• **WORK ORDER**
Output the full set of records exactly.

Records from a dataset
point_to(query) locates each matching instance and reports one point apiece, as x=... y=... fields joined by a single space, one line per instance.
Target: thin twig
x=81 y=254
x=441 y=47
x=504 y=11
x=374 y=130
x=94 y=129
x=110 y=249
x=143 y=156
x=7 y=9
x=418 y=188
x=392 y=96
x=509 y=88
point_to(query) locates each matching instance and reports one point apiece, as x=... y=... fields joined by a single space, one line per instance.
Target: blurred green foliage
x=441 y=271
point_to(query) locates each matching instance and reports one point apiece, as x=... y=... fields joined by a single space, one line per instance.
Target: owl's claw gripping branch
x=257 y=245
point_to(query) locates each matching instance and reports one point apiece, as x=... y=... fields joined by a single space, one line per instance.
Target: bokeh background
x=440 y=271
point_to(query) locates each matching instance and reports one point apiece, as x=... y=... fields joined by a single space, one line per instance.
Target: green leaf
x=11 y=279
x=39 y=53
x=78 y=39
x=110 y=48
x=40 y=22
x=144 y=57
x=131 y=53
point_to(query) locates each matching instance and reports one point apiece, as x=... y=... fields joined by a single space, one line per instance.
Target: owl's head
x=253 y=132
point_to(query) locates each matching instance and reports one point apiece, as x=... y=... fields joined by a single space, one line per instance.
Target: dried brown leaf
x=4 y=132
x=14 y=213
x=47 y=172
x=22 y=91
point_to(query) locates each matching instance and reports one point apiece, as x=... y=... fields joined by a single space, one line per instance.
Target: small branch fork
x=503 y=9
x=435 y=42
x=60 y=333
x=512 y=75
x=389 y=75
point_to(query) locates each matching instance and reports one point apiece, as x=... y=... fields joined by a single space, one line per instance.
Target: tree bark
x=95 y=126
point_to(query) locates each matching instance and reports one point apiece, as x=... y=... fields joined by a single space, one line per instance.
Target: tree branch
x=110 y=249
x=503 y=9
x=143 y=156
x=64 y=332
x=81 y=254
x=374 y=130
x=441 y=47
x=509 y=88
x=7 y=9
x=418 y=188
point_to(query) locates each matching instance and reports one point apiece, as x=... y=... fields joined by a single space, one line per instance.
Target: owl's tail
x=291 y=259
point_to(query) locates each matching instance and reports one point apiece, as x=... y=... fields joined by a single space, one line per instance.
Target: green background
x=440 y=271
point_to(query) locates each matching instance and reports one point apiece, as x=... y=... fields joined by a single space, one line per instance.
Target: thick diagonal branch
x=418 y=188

• **FINISHED EXERCISE**
point_to(query) locates each matching instance and reports one point apiece, as x=... y=... fields joined by a single space, one line per instance.
Target: thin twig
x=81 y=254
x=441 y=47
x=504 y=11
x=374 y=130
x=94 y=129
x=110 y=249
x=143 y=156
x=7 y=9
x=418 y=188
x=392 y=96
x=509 y=88
point_to(query) locates each matching instance and reports one point apiece, as x=... y=... fields joined by a single space, one line per instance.
Target: blurred green foliage
x=441 y=271
point_to(query) locates each matching instance and reports one point apiece, as x=... y=... fields joined by a single space, one line per instance.
Target: owl's claw gripping branch
x=257 y=245
point_to(query) locates each matching instance and reports one point apiece, as x=... y=... fields joined by a single space, one line per instance.
Target: bokeh background
x=440 y=271
point_to(query) locates each matching instance and reports one point apiece, as x=... y=... fields joined by a single space, one line per instance.
Target: green leaf
x=11 y=279
x=39 y=53
x=78 y=39
x=110 y=48
x=40 y=22
x=144 y=57
x=131 y=53
point_to(query) locates each matching instance and reports one point apiece, as x=... y=... fields joined by a single space, one line per instance.
Target: owl's head
x=253 y=132
point_to(query) locates each matching instance and reports one point apiece, as x=... y=... fields joined by a single space, one line per instance.
Target: dried brown leaf
x=4 y=132
x=14 y=213
x=47 y=172
x=22 y=91
point_to(query) locates each matching instance and reports one point apiece, as x=... y=... fields joined by a single space, one line per instance.
Target: small branch fork
x=503 y=9
x=435 y=42
x=60 y=333
x=512 y=75
x=389 y=75
point_to(query) locates each matching instance and reports one point apiece, as x=... y=... fields joined by a single space, one line per instance.
Target: tree bark
x=95 y=126
point_to(query) locates each matching instance and reports one point apiece, as x=... y=... fields joined by a single space, one line per instance.
Target: tree branch
x=110 y=249
x=503 y=9
x=143 y=156
x=64 y=332
x=81 y=254
x=374 y=130
x=441 y=47
x=509 y=88
x=7 y=9
x=418 y=188
point_to(query) locates each matching instance and reports one point apiece, as x=... y=... fields joined by a single space, one line per instance.
Target: owl's tail
x=291 y=259
point_to(query) locates each matching instance and reports one point apiece, as x=... y=... fields joined by a single space, one line per instance.
Target: green background
x=440 y=271
point_to(query) locates each matching instance and reports one point apiece, as x=... y=... fields joined by a single space, one line per instance.
Target: thick diagonal branch
x=418 y=188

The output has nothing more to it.